Document extract >>
Brexit just around the corner, updates from the Ministry of Health


Brexit is just around the corner and an agreement could intervene ad horas between Boris Johnson and Ursula Von der Leyen. After Michel Barnier, chief negotiator for the EU, told the European Parliament on 12/22/30 that he had done all he could to unblock the knots on fisheries and competitiveness.

Meanwhile, the Italian Ministry of Health has updated its guidance on procedures to be followed for the purpose of import – export of agricultural and food commodities to and from the UK.

Brexit just around the corner, pressure skyrocketing

The pressure on the UK is unhappily expressed by MEP Guy Verhofstadt (ALDE Group, Belgium), according to whom the British ‘are beginning to understand what it really means to leave the EU‘ after 1,500 lorries were stranded in Kent on the occasion of the Covid-19 variant.

The conditions are certainly not optimal for reaching an understanding on an issue, such as fishing rights, of great impact to communities on both sides of the Channel and beyond. Be that as it may, the pressure is on all those who will have to start implementing new rules for shipping goods to a neighboring country in a week’s time.

Ministry of Health, latest circular

The Ministry of Health – DGISAN, Office 2 – has updated its Circular 28.10.20 on operational instructions for UK export of plants and animals, food and feed.

At present, ‘any sanitary measure imposed by the United Kingdom (UK) on goods destined for GB is to be considered as a unilateral request from a Third Country with which there are no defined Sanitary and Phytosanitary (SPS) agreements. Therefore, based on these assumptions, the principles contained in the current Operational Guidelines for Certification Activities for the Export of Animals and Products by Competent Authorities remain valid.’

Health certificates also for composite products

Health certificates required by England to import animals and animal products are subject to frequent updates. Regarding terms and conditions to be applied to various product categories for export to the UK. Therefore, it is recommended to consult thepage dedicated to this on the British government website.

Dataset entries >>
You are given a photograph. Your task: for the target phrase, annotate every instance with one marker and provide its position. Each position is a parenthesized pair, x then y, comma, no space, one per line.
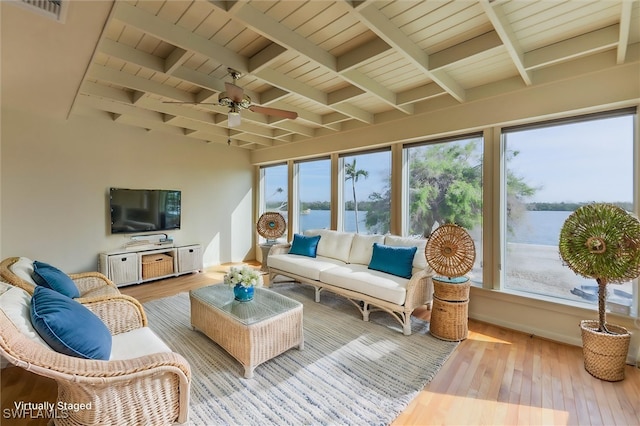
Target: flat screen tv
(144,210)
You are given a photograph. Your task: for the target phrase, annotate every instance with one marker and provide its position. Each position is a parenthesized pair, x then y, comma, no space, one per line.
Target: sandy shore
(539,269)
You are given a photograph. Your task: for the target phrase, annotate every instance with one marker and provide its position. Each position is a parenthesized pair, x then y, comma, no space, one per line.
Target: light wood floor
(494,377)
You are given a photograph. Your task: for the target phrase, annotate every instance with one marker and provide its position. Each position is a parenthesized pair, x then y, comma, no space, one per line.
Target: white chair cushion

Task to complete >>
Continue the article on Brexit and the Italian Ministry of Health's export guidance from the point where it stops.

Answer to this task >>
As of 1.1.21, health certification is required only for animal products subject to safeguard measures. (1) As of 1.4.21, health certification is extended to all Products of Animal Origin, which in the English novelty includes, it should be noted, so-called composite products. (2) That is, those made from plant-based ingredients with the addition of processed ingredients of animal origin. From frozen pizza to milk chocolate, tortellini and egg liqueur.

Health Status and Border Operating Model

The health status of individual EU member countries-in relation to the various types of products intended for import into the UK (e.g., meat and meat products, milk and dairy products, etc.)-is established in line with the standards that apply in the European Union. Also taking into account the restrictions set at the regional levels. Updates on the British government website.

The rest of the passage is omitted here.